## [Description of the task]
In the records below, report each line containing the string "ground", matching case exactly.

────────────────────────────────────────

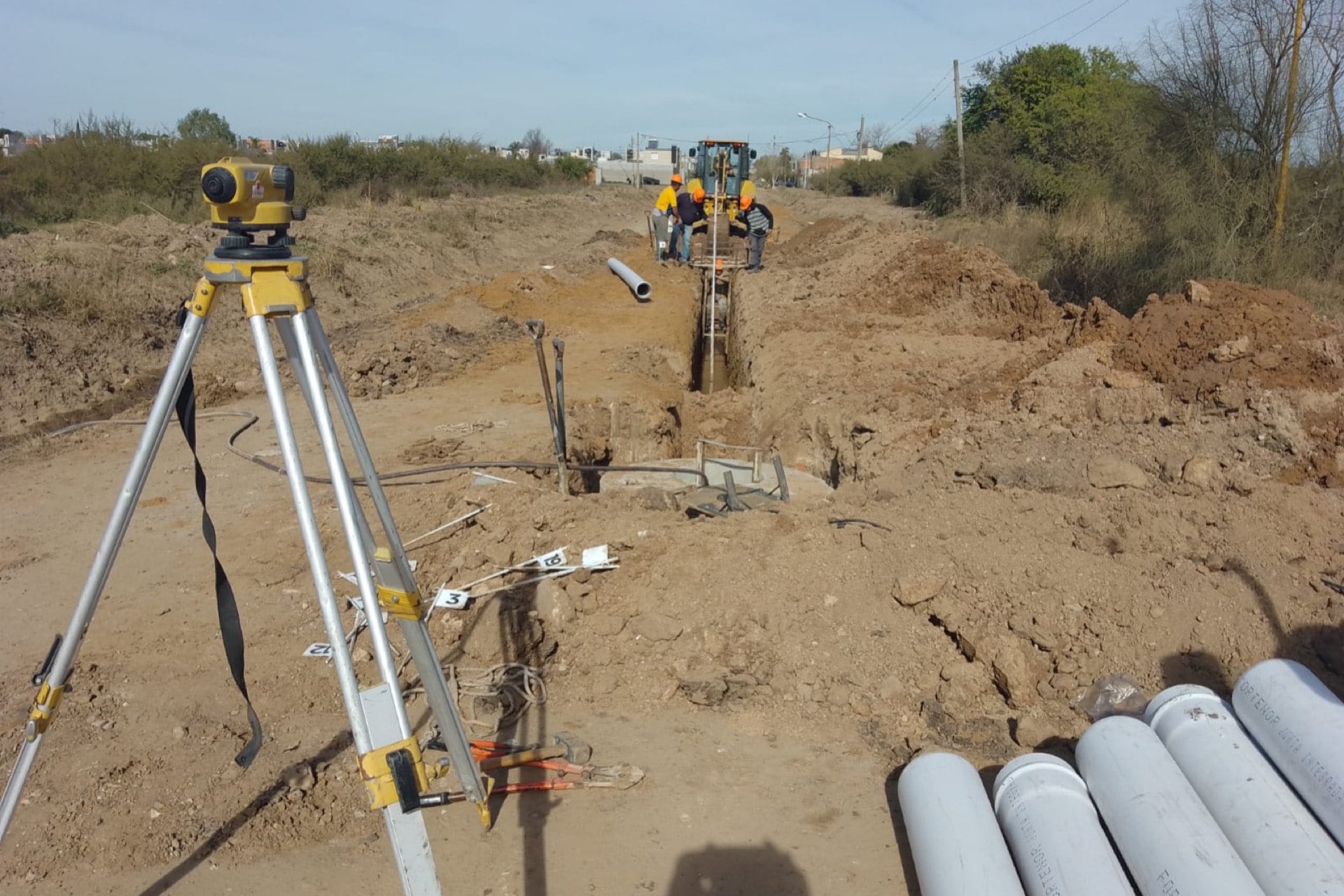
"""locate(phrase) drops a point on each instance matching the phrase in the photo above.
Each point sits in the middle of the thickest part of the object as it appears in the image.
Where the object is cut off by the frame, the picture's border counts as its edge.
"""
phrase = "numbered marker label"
(452, 599)
(550, 561)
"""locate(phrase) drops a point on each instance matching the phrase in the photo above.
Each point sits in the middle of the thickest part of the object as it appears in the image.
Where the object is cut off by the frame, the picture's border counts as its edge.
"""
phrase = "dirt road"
(1046, 495)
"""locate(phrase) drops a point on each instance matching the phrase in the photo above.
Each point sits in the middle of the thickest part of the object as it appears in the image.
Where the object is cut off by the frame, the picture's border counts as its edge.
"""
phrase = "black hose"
(401, 475)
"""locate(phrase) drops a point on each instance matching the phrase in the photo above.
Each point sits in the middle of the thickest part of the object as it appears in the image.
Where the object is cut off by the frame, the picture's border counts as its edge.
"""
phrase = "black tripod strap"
(230, 628)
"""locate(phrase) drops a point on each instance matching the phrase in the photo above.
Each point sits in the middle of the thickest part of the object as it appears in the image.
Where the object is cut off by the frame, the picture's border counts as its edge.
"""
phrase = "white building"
(13, 144)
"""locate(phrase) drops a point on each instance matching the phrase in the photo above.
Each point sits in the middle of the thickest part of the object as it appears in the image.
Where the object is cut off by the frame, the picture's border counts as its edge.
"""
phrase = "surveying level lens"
(219, 186)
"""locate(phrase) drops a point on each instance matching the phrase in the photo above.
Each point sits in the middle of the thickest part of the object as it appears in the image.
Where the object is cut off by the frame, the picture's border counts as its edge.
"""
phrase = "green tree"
(202, 124)
(1057, 101)
(1065, 117)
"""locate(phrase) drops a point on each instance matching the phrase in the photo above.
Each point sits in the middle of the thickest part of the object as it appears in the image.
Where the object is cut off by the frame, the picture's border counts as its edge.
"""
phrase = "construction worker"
(664, 216)
(690, 211)
(760, 222)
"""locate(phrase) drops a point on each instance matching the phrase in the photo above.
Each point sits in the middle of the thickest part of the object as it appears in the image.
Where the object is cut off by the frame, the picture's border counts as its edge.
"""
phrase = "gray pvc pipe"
(953, 836)
(1273, 832)
(1300, 726)
(1054, 832)
(1168, 840)
(638, 284)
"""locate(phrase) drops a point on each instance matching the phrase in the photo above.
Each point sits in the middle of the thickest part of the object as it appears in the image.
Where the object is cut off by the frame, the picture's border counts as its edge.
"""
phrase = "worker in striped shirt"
(760, 222)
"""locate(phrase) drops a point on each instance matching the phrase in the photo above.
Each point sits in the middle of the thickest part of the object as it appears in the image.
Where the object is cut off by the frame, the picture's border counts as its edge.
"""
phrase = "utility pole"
(1281, 206)
(961, 136)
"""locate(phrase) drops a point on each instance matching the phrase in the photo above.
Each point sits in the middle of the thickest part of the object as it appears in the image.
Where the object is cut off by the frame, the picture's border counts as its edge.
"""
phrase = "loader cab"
(726, 159)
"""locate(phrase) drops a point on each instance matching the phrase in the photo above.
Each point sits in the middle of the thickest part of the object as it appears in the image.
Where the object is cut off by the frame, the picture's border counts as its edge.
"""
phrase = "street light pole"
(830, 128)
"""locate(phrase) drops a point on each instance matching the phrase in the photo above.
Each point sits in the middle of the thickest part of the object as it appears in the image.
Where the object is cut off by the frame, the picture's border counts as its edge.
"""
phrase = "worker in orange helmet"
(664, 220)
(760, 222)
(690, 211)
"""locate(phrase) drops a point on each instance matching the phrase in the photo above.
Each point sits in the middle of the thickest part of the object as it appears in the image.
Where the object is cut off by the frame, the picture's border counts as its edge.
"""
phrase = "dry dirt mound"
(876, 267)
(1224, 333)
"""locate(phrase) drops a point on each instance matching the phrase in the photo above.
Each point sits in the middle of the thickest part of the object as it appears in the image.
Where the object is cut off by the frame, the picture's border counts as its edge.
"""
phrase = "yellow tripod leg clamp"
(378, 774)
(398, 597)
(201, 298)
(43, 707)
(403, 605)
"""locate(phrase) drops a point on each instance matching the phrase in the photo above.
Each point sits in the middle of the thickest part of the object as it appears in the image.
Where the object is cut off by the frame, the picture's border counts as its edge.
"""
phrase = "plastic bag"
(1113, 695)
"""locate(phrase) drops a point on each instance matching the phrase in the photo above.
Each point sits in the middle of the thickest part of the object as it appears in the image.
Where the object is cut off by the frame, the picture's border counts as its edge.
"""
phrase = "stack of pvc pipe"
(1053, 830)
(1272, 830)
(953, 837)
(1300, 726)
(1194, 802)
(1166, 834)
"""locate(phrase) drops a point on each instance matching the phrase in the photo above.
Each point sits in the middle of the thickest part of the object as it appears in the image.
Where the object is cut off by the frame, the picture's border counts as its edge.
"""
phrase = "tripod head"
(248, 199)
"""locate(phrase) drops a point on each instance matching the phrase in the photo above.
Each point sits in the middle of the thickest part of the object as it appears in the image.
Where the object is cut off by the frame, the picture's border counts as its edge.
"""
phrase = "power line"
(1038, 30)
(941, 88)
(1109, 14)
(924, 101)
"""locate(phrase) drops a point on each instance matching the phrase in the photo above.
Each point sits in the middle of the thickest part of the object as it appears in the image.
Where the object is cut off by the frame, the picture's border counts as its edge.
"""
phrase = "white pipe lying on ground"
(953, 837)
(1300, 726)
(1053, 830)
(1287, 849)
(638, 284)
(1168, 840)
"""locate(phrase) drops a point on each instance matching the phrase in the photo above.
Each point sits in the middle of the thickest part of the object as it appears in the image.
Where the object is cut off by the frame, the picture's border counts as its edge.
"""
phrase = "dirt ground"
(1026, 498)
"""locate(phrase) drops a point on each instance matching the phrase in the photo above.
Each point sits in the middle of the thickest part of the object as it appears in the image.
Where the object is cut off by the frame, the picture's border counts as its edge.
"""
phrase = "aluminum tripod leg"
(188, 342)
(351, 514)
(384, 710)
(416, 633)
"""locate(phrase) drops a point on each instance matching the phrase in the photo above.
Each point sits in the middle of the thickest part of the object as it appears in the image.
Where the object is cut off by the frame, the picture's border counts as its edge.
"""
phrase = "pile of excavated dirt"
(882, 269)
(1224, 335)
(1027, 498)
(118, 288)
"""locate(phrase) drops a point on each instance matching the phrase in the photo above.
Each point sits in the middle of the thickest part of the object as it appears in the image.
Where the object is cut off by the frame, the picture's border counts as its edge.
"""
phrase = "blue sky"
(584, 73)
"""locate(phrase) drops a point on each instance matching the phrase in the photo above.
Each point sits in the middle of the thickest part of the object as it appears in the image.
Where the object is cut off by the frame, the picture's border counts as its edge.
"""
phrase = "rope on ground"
(252, 419)
(512, 687)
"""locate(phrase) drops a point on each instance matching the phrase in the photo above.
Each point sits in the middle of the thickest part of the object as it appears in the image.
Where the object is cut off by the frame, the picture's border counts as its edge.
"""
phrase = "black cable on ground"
(398, 475)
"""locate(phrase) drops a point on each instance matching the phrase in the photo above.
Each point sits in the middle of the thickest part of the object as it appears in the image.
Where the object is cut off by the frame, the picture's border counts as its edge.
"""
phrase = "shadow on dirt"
(220, 834)
(1320, 648)
(738, 871)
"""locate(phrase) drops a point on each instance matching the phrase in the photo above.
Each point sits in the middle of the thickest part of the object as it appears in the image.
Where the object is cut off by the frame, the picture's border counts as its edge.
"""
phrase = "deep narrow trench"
(710, 371)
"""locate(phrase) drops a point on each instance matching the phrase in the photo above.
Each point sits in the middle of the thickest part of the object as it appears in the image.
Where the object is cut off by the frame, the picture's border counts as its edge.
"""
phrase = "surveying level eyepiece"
(246, 198)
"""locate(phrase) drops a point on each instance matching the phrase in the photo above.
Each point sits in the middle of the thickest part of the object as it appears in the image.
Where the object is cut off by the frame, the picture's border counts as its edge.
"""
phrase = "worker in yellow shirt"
(664, 216)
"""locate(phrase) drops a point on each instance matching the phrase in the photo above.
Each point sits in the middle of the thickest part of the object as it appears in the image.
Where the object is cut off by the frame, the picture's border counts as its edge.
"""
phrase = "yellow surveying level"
(248, 200)
(244, 195)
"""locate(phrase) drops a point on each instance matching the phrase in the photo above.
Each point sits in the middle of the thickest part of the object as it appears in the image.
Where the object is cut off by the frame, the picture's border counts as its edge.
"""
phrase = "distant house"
(13, 144)
(262, 146)
(811, 164)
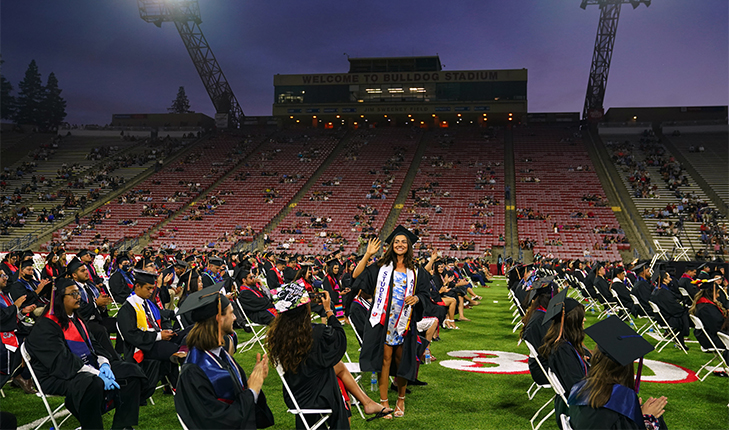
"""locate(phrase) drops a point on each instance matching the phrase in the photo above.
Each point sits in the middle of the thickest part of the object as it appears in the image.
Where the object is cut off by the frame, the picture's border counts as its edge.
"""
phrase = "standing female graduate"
(398, 288)
(608, 397)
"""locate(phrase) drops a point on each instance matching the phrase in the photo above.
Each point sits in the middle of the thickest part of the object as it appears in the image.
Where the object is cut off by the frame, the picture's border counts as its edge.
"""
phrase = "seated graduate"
(32, 289)
(94, 304)
(533, 330)
(121, 282)
(310, 355)
(671, 307)
(562, 346)
(213, 391)
(140, 328)
(11, 315)
(608, 396)
(69, 362)
(256, 304)
(708, 308)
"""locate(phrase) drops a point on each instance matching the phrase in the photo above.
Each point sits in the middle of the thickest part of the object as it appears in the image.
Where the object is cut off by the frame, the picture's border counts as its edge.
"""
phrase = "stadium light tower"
(186, 16)
(603, 53)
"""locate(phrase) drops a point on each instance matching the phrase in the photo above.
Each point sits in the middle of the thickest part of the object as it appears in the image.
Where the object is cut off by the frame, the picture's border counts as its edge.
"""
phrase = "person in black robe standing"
(121, 282)
(642, 288)
(213, 391)
(671, 307)
(563, 347)
(398, 288)
(608, 397)
(310, 355)
(69, 362)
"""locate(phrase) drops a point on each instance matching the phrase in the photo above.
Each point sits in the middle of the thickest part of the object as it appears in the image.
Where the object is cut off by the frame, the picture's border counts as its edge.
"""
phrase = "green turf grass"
(456, 399)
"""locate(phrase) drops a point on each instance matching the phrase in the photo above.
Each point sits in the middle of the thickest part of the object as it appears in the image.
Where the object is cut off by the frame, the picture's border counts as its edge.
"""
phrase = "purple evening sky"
(107, 60)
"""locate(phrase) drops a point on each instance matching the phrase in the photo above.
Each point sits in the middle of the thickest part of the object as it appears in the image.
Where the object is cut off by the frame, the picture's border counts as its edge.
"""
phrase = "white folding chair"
(258, 331)
(535, 387)
(663, 325)
(565, 422)
(302, 413)
(699, 325)
(43, 396)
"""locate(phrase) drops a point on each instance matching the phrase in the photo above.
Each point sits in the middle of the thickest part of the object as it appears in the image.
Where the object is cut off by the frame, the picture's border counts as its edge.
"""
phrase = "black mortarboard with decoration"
(205, 304)
(400, 229)
(143, 277)
(559, 306)
(73, 266)
(620, 343)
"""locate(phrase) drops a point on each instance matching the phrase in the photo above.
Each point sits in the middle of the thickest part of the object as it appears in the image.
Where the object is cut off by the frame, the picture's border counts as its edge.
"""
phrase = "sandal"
(386, 416)
(399, 413)
(381, 414)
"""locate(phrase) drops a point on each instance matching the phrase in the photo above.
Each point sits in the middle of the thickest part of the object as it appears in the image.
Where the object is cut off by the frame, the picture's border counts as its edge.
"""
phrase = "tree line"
(35, 104)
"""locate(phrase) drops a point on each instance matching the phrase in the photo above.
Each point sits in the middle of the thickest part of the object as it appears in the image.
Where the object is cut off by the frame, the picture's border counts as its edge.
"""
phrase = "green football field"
(459, 399)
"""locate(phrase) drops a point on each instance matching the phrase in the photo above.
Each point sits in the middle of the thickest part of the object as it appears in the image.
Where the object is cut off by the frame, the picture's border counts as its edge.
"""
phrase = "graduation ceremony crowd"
(106, 336)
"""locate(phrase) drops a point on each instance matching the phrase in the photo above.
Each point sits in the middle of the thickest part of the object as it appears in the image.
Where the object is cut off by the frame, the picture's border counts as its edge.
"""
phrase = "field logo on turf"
(512, 363)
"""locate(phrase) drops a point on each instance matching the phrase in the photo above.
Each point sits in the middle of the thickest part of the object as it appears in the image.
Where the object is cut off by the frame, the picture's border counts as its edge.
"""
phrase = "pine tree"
(180, 104)
(53, 110)
(7, 101)
(30, 97)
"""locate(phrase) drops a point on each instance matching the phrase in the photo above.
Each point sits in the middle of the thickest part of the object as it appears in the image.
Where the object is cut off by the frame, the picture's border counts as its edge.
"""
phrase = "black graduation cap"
(559, 302)
(541, 286)
(216, 261)
(618, 341)
(74, 265)
(404, 231)
(639, 268)
(203, 304)
(142, 277)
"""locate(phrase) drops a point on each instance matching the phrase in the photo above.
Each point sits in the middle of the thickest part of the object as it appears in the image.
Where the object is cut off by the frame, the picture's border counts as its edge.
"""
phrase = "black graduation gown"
(568, 368)
(534, 333)
(314, 385)
(57, 370)
(672, 310)
(118, 286)
(373, 344)
(642, 290)
(199, 407)
(255, 305)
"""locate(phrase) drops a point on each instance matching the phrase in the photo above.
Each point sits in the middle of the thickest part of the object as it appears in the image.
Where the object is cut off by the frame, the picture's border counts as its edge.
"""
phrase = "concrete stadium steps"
(246, 206)
(712, 164)
(690, 237)
(355, 183)
(453, 158)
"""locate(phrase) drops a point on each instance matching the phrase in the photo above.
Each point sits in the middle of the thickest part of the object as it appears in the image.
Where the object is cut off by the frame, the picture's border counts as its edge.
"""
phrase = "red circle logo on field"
(512, 363)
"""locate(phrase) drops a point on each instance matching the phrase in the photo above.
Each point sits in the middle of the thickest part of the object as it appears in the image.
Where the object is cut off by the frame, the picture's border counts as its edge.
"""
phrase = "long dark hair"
(542, 300)
(390, 256)
(290, 338)
(573, 332)
(603, 374)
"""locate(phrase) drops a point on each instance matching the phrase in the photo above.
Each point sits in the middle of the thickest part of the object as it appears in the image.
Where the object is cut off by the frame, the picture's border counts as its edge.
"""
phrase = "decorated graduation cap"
(289, 297)
(400, 230)
(559, 306)
(542, 286)
(216, 261)
(205, 304)
(143, 277)
(73, 266)
(620, 343)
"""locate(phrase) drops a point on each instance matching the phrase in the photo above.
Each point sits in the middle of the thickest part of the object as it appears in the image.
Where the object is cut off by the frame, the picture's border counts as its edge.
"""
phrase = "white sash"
(382, 292)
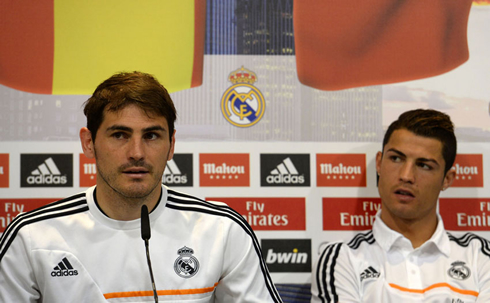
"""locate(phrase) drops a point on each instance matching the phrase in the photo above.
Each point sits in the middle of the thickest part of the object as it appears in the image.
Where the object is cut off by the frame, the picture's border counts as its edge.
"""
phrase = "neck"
(119, 207)
(417, 231)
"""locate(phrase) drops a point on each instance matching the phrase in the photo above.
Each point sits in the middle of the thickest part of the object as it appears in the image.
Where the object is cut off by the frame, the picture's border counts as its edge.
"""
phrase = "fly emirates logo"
(341, 170)
(349, 213)
(465, 213)
(270, 213)
(224, 170)
(4, 170)
(469, 170)
(10, 208)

────────────────────────────────────────

## [Expected answer]
phrase = "white pipe lying on ground"
phrase = "dirt ground"
phrase = "rope on ground"
phrase = "black cable on ground"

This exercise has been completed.